◆ PROVIDED PASSAGE
------------------------
The directors of the Dutch West India Company complain of the extravagant

land grants made to Wouter van Twiller and direct Stuyvesant not to make

any more grants unless the grantee acknowledged the authority of the company

and gave proof of their own ability to properly cultivate the granted lands.


1652

Jun 30

England declares war against the Netherlands, the First Anglo-Dutch War.


City

Governor Peter Stuyvesant charters Flatbush, on Long Island, and issues a

patent for the Long Island village of Newtown (later Elmhurst), previously

known as Middleburgh. ** Englishman William Hallet, buys 1,500 acres

on Long Island along the East River from Stuyvesant. The Indians are

appeased with a blanket, beads, 7 coats, and 4 kettles. The community

becomes Hallets Cove (later Astoria). ** In an attempt to stimulate

colonization the West India Company reduces the fare from eight stuivers

a day to seven. ** The Dutch erect a timber and earthwork wall across

Manhattan at the settlement's northern boundary, for military protection.
------------------------
◆ GIVEN RECORDS
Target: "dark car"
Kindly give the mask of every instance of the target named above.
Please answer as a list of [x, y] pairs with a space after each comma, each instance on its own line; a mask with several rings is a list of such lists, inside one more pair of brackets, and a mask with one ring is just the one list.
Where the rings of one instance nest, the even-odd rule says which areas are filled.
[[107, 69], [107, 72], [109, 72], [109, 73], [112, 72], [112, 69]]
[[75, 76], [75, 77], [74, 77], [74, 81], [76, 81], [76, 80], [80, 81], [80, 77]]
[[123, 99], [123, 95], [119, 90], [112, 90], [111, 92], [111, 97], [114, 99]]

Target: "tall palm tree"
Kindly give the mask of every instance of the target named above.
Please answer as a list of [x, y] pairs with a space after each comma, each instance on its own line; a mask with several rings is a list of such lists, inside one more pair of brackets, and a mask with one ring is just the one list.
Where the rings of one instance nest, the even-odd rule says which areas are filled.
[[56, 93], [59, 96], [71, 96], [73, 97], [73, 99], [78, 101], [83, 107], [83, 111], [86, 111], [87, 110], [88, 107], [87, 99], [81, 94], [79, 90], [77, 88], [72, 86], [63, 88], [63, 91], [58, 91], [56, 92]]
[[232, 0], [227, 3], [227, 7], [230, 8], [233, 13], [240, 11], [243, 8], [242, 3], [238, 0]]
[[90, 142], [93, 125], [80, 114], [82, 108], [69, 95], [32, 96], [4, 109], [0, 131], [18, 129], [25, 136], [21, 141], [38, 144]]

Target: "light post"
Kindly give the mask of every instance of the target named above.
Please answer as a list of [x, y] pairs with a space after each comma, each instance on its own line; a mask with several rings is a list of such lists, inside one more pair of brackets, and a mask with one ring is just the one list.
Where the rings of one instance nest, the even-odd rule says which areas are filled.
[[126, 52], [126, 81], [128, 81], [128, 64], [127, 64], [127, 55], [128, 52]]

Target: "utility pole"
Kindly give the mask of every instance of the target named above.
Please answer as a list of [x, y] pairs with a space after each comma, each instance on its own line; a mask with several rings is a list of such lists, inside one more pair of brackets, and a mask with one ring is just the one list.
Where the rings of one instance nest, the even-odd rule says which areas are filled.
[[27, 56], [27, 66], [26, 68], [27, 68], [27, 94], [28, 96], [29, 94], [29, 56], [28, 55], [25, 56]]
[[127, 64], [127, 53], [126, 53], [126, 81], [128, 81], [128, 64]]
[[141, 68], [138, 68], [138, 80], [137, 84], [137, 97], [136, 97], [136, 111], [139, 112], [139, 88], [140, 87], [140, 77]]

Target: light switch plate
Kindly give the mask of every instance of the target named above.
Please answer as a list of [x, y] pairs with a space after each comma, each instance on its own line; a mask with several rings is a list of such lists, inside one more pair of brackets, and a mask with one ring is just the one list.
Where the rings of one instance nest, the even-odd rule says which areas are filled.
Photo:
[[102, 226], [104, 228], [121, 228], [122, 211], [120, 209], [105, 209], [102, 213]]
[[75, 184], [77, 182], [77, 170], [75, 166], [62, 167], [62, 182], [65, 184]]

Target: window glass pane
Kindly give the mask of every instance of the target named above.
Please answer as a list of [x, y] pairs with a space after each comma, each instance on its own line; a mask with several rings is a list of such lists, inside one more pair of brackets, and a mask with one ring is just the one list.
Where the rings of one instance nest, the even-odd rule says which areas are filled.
------------------------
◆ GOALS
• A. Reproduce the part of the Dutch colonial timeline above, starting with "on Long Island along" and going on through "for military protection.".
• B. Resume the Dutch colonial timeline above from the point where it stops.

◆ FINAL ANSWERS
• A.
on Long Island along the East River from Stuyvesant. The Indians are

appeased with a blanket, beads, 7 coats, and 4 kettles. The community

becomes Hallets Cove (later Astoria). ** In an attempt to stimulate

colonization the West India Company reduces the fare from eight stuivers

a day to seven. ** The Dutch erect a timber and earthwork wall across

Manhattan at the settlement's northern boundary, for military protection.

• B.
It will provide the name of the future Wall Street.


Brooklyn

The Dutch West India Company’s Cornelius Van Werckhoven, a magistrate

of Utrecht in the Netherlands, purchases land from the Nayack Indians,

agreeing to compensate the tribe with clothing and tools., establishes the town

of New Utrecht, with permission by Stuyvesant. ** Stuyvesant grants a town

patent to Midwout (the future Flatbush). ** The approximate date Pieter

Stuyvesant estate superintenent Pieter Claesen Wykoff builds a house in the future

Flatbush section. It will one day become the oldest surviving house in the state.


Netherlands

The Lords Directors of the Dutch West Indies Company in Amsterdam learn that

New Amsterdam has an abundance of mulberry trees, begin planning for a silk industry.


1653

Peter Stuyvesant incorporates the city of Nieuw Amsterdam (New Amsterdam).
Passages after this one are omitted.